┏━━

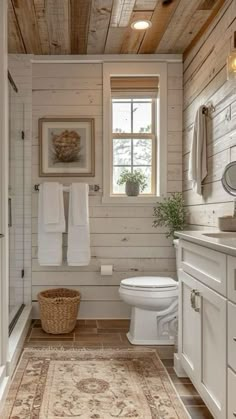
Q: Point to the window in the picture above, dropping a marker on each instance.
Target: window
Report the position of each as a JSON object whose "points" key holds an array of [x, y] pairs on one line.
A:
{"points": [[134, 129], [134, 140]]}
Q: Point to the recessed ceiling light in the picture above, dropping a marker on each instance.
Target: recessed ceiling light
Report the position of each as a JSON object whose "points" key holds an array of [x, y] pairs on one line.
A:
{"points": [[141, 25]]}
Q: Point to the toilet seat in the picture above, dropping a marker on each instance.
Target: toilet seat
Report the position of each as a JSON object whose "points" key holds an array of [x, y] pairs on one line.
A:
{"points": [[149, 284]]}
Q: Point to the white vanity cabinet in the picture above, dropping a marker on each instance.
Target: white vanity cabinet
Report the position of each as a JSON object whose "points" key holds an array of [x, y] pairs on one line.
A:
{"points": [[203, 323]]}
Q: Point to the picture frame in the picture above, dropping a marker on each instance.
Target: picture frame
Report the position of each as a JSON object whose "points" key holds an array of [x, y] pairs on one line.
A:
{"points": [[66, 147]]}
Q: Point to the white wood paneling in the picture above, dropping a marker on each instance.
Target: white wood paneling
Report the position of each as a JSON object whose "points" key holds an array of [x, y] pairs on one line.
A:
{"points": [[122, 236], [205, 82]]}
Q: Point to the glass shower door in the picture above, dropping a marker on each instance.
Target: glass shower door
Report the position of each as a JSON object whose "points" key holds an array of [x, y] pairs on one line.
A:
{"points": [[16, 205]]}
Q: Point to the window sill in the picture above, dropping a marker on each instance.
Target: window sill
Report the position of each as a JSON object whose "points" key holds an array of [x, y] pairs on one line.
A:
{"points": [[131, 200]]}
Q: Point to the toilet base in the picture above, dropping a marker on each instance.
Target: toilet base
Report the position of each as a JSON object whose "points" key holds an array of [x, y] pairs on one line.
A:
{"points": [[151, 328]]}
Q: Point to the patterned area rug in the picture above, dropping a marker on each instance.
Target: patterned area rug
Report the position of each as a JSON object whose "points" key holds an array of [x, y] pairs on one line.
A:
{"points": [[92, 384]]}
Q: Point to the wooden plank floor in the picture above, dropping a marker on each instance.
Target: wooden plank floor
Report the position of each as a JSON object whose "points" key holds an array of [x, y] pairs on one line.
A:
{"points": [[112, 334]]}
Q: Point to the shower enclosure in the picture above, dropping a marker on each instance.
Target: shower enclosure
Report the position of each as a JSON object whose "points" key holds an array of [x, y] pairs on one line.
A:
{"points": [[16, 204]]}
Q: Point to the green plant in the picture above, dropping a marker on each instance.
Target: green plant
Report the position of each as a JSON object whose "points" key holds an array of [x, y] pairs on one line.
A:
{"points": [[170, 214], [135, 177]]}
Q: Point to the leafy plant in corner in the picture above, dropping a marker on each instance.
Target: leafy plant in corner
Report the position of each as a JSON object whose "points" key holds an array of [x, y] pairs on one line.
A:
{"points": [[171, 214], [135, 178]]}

┗━━
┏━━

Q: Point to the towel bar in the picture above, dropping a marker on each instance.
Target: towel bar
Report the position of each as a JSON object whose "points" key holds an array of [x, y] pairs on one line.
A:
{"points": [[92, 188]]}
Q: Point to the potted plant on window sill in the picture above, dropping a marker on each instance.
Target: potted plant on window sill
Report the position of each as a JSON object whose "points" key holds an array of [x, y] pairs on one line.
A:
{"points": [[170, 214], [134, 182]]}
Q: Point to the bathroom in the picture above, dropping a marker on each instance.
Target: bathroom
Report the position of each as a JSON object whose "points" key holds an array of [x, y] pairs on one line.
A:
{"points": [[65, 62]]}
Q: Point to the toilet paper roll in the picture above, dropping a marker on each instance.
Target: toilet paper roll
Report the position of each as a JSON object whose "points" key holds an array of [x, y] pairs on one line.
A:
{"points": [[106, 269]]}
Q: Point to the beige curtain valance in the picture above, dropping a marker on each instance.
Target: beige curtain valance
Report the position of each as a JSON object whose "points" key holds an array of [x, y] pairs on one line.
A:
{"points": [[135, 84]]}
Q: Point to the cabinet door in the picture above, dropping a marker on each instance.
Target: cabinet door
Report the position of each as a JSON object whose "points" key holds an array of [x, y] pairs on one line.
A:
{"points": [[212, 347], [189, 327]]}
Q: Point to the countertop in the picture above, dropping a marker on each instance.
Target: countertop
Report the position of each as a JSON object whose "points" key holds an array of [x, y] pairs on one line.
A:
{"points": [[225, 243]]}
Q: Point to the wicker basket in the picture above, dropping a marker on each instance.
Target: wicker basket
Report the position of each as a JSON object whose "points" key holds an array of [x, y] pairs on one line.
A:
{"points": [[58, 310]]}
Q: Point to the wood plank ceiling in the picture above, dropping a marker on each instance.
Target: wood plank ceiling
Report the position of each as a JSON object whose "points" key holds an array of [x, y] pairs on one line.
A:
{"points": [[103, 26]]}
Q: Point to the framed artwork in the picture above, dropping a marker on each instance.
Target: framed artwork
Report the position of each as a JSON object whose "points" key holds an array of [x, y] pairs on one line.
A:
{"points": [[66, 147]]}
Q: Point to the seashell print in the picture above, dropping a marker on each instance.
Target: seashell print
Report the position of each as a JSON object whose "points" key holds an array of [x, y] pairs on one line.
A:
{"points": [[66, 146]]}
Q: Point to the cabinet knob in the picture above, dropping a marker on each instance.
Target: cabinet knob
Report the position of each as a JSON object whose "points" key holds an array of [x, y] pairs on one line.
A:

┗━━

Taking the listing above as a whole, count the lines that include the word "green" and report the figure only.

2